[Text block]:
(begin)

To allow the operator to quickly scan the full volume, a custom mount was designed and 3D-printed to support the stone. The acrylonitrile butadiene styrene (ABS) plastic material helped reduce melting resulting from the direct contact between the hailstone and the supports. The mount used three points of contact to support the stone with as little interference as possible. Reflective positioning targets were permanently fixed to the mount to calibrate the scanner position relative to the mount and allow for the mount to be placed on a turntable. The reflective targets allow the unit to “know” its relative position in three-dimensional space. The turntable allowed the hailstone to be rotated so that the sides of the stones could be scanned without the operator needing to move frequently within the vehicle. The mount also allowed enough space between supports so the bottom of a hailstone could be captured by the operator simply turning the unit to allow the laser to pass across the underside of the hailstone. The support mount is detected during scanning, but is removed in data processing, leaving just the 3D model of the hailstone. An example of a hailstone being scanned in the field and the resulting 3D model can be seen at https://vimeo.com/167924554. Before a hailstone was scanned, specimens were photographed, measured with a caliper, and weighed.

2015 PILOT FIELD TESTING.

The system was first deployed during a period of active severe weather in the Central Plains on 15–18 September 2015. The field team intercepted a supercell thunderstorm near Atchison, Kansas, on 17 September 2015, which produced a relatively high bulk concentration of small hail (<2 cm). Attempts to collect a full scan of small hailstones (<1 cm) were unsuccessful due to the original design of the prototype mount (corrected in a later version). The hailstones were too small to effectively support as they began to melt. Fortunately, a larger hailstone (2.5 cm in diameter) was gathered, and a successful scan was made. The data were processed to remove scanner interference, synthetically fill any small data gaps, and produce the full 3D model (Fig. 2c,d). It is believed that this was the first successful 3D laser scan of a hailstone. The scan of this particular hailstone was completed in approximately 3 min at a resolution of 0.008 cm and used a maximum sampling rate of 25 kHz. The fully scanned hailstone had a mass of 2.50 g, and a maximum diameter of 2.504 cm. The diameter was defined as the longest straight line between two points, which passed through the center of the hailstone model. The volume, determined from the model, was 3.654 cm3, which was 54% less than a sphere of the same diameter (Fig. 2e). The volume coupled with the measured mass yielded a bulk density of 0.68 g cm−3. The digitized 3D model was used to 3D-print a cavity mold based upon the highly detailed hailstone shape (Fig. 2f), and demonstrated the linkage between 3D scanning and printing technology. The success of integrating the digital hail model into a CAD design application and 3D-printing a model highlighted the ability to duplicate natural hailstone shapes and their intricate details in a laboratory setting. This, coupled with exploration of diffused gas ice mixtures, could lead to the re-creation of laboratory hailstones that match the physical and material properties of hailstones observed in the field.

(end)

[Data extract]:
(begin)

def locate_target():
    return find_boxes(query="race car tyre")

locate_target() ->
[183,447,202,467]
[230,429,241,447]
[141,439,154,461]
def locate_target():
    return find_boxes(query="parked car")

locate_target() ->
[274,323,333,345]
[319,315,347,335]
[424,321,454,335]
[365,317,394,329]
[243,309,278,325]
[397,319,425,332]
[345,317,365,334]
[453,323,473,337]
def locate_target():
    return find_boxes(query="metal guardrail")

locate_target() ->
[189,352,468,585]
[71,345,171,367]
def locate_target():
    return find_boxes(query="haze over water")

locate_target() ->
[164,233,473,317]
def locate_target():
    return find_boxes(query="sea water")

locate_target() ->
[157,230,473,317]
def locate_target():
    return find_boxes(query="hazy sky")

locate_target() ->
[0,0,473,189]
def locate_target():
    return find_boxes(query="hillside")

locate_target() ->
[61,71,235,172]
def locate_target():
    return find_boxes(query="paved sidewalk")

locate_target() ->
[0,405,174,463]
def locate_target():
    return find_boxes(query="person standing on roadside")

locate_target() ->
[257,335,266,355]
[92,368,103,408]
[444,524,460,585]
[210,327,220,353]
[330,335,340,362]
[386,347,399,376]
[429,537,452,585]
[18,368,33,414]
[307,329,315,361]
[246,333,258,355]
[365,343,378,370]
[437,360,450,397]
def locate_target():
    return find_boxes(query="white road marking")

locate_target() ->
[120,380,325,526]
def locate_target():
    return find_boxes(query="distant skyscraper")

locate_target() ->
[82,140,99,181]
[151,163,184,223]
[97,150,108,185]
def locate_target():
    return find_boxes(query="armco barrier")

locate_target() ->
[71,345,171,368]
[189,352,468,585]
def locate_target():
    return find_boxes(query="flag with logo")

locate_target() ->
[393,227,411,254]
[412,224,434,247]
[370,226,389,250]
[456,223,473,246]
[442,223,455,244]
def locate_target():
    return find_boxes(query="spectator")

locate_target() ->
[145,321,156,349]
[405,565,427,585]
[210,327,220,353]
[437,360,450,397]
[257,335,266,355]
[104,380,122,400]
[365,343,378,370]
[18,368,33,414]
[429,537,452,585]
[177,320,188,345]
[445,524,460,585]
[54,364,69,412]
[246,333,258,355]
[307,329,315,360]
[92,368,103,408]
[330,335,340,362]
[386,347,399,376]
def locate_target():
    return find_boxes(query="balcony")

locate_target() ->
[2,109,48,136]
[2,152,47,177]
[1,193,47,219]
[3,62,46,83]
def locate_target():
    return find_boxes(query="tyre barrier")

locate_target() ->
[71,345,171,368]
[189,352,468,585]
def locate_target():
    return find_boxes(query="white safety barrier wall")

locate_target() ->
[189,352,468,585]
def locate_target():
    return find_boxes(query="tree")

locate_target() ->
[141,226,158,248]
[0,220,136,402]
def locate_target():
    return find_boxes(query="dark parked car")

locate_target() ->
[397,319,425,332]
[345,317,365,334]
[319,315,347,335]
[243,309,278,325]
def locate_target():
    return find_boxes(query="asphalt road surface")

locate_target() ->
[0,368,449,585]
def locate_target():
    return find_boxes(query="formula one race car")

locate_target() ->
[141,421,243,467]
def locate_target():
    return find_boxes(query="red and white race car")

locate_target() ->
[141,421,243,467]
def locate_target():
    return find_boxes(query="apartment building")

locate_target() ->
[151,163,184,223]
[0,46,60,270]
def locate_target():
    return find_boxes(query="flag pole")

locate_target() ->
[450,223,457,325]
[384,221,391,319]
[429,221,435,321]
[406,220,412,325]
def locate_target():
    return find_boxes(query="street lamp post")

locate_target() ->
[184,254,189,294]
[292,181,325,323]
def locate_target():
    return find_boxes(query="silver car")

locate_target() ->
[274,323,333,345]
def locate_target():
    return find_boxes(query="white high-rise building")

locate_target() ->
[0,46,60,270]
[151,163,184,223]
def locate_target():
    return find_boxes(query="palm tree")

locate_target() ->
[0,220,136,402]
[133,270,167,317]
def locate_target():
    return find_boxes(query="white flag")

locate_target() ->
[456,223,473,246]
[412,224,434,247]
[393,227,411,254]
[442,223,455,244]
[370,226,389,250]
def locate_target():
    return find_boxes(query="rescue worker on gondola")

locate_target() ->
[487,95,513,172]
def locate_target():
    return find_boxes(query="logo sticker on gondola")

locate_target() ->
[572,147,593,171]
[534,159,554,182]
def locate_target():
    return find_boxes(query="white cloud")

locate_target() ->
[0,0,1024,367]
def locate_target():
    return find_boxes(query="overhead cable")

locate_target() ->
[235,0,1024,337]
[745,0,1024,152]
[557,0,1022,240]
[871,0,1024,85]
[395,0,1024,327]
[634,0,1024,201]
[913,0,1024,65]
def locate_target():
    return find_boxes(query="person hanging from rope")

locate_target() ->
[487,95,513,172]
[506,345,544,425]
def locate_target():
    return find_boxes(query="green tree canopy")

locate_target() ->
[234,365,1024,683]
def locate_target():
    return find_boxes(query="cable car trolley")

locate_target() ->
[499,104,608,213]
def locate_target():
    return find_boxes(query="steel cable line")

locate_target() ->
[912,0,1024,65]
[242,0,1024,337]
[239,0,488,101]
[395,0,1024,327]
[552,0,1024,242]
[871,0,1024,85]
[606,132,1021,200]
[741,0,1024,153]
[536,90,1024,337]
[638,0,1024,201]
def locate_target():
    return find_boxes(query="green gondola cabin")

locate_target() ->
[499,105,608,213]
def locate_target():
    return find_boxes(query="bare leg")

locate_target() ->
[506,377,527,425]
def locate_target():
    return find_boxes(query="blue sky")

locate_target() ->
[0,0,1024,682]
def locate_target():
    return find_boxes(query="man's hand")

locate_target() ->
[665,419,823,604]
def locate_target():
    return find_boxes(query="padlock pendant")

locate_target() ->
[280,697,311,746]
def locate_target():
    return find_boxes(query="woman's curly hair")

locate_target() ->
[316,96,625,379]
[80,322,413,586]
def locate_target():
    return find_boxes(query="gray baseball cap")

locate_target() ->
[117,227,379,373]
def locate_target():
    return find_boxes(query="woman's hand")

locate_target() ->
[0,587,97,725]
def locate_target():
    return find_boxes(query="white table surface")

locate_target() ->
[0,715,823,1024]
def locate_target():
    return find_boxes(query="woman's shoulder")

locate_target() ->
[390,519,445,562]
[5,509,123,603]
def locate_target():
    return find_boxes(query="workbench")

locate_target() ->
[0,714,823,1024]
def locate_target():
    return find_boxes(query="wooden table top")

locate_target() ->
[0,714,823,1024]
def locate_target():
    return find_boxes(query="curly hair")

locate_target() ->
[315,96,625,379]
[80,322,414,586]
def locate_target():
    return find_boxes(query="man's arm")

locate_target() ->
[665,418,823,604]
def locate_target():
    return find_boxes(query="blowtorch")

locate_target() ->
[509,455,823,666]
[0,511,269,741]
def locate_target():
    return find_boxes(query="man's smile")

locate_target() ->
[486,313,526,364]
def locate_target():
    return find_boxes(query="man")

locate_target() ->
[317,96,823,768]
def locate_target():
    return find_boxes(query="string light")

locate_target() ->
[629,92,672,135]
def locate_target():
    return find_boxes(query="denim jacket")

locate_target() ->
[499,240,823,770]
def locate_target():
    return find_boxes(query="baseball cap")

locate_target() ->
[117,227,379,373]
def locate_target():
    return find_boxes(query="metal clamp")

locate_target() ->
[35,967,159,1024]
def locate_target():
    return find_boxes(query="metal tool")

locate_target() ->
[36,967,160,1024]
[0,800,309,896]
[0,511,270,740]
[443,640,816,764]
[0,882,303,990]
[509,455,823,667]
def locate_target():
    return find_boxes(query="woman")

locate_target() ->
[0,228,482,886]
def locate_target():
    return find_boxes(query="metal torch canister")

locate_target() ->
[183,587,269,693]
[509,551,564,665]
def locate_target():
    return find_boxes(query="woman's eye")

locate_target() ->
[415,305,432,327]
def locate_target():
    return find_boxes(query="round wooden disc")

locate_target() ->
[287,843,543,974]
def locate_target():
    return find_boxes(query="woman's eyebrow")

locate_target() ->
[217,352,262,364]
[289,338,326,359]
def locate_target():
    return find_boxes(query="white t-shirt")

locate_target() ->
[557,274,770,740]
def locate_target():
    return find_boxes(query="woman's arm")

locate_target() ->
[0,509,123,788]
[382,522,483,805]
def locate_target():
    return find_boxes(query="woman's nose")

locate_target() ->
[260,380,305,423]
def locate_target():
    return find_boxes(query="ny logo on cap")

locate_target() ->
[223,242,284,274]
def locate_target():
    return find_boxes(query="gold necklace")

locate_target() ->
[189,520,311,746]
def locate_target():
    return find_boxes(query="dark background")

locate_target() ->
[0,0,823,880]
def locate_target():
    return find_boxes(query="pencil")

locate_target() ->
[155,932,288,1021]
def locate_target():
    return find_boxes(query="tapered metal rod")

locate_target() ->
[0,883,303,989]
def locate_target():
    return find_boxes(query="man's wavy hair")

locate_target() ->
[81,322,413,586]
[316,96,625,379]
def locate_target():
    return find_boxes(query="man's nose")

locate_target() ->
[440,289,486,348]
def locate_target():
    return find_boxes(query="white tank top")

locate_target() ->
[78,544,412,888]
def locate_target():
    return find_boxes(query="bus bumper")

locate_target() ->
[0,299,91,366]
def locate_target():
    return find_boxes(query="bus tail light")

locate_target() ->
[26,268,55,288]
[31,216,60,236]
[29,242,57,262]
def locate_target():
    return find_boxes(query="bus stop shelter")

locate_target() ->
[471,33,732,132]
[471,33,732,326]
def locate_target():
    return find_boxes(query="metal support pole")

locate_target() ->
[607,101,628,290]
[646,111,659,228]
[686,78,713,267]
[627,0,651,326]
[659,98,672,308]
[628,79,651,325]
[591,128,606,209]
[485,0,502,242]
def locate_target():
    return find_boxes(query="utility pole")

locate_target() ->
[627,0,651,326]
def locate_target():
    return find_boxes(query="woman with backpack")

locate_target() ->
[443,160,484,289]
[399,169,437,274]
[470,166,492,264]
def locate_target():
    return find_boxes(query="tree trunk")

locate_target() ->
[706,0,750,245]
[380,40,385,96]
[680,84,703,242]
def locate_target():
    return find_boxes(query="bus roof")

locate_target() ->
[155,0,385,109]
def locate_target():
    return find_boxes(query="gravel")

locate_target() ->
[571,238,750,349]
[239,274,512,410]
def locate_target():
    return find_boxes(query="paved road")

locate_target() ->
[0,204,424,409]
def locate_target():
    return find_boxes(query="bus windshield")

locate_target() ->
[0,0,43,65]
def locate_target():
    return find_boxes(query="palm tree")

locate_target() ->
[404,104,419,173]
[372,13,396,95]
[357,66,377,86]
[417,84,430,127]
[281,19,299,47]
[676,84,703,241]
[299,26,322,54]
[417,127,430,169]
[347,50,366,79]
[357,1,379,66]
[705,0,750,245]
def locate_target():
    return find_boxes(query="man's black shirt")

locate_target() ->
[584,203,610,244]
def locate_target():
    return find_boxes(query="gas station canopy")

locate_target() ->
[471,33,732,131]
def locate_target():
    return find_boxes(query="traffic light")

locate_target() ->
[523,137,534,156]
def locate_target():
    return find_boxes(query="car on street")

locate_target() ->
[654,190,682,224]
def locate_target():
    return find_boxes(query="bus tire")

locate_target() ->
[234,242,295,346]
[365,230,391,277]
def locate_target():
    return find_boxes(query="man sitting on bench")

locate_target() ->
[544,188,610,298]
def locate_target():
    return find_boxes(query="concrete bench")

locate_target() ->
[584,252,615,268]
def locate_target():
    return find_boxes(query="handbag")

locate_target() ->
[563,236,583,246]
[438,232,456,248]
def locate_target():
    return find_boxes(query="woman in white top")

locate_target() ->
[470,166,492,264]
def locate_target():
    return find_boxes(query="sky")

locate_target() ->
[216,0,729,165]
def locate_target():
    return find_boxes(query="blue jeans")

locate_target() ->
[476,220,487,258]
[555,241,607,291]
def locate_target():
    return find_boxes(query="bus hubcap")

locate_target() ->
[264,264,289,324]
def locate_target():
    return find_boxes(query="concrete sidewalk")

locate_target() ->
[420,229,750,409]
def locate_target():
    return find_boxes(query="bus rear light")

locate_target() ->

(end)

[Requirement A]: Edit the rows from their first line through the line with "[61,71,235,172]", replacing "find_boxes" with "search_boxes" and changing nothing else. Return only those lines.
[Requirement B]: Resume the passage on 3D laser scanning of hailstones, picking up after its final sentence.
The hailstone-scanning text and the rows come from separate sources.

[Expected output A]:
def locate_target():
    return search_boxes(query="race car tyre")

locate_target() ->
[183,447,202,467]
[230,429,241,447]
[141,439,154,461]
def locate_target():
    return search_boxes(query="parked car")

locate_target() ->
[274,323,333,345]
[319,315,347,335]
[424,321,454,335]
[365,317,394,329]
[243,309,278,325]
[397,319,425,332]
[345,317,365,334]
[453,323,473,337]
def locate_target():
    return search_boxes(query="metal guardrail")

locate_target() ->
[189,352,468,585]
[71,345,171,367]
def locate_target():
    return search_boxes(query="haze over water")

locate_target() ->
[164,233,473,317]
def locate_target():
    return search_boxes(query="sea water")

locate_target() ->
[157,230,473,317]
def locate_target():
    return search_boxes(query="hazy sky")

locate_target() ->
[0,0,473,189]
def locate_target():
    return search_boxes(query="hillside")

locate_target() ->
[61,71,235,172]

[Expected output B]:
2016 FIELD MEASUREMENT PROGRAM AND ANALYSIS.

The 2016 field measurement program focused on obtaining 3D models of hailstones and performing corresponding compressive strength tests. The efforts produced 42 digital hailstone models collected primarily from supercell thunderstorms in the Southern Great Plains of the United States in May and June of 2016. A subset of scanned hailstones, showing the variety of shapes that were captured, is shown in Fig. 3. The high-resolution models allowed for an accurate volume estimate to be obtained for each hailstone. It is acknowledged that some melting may have occurred prior to collection, and/or liquid water contained within small cavities in the hailstone may have drained, resulting in a small bias. It is also possible that protuberances may have been rounded off because of melting or impact with the ground. When compared with hailstone densities estimated using physical measurements and shape assumptions, the errors are expected to be reduced.

Fig. 3.

Collection of several hailstone models showing the variety of shapes captured during the 2016 field program. The date and general location are provided for each hailstone.

Fig. 3.

Collection of several hailstone models showing the variety of shapes captured during the 2016 field program. The date and general location are provided for each hailstone.

Throughout historical literature, summarized by Knight and Knight (2001), hailstones are commonly referred to as “hard” or “soft” with no quantification of their strength. It is frequently assumed that hailstone strength and their damage potential scales with bulk density (Knight et al. 2008). The true relationship between density and strength is unknown at this time. The use of 3D-scanned hailstones combined with recent advances in the ability to test hailstones for their compressive strength can help clarify the relationship and determine if laboratory impact tests must replicate it in order to accurately produce a true correlation with real-world performance of building materials.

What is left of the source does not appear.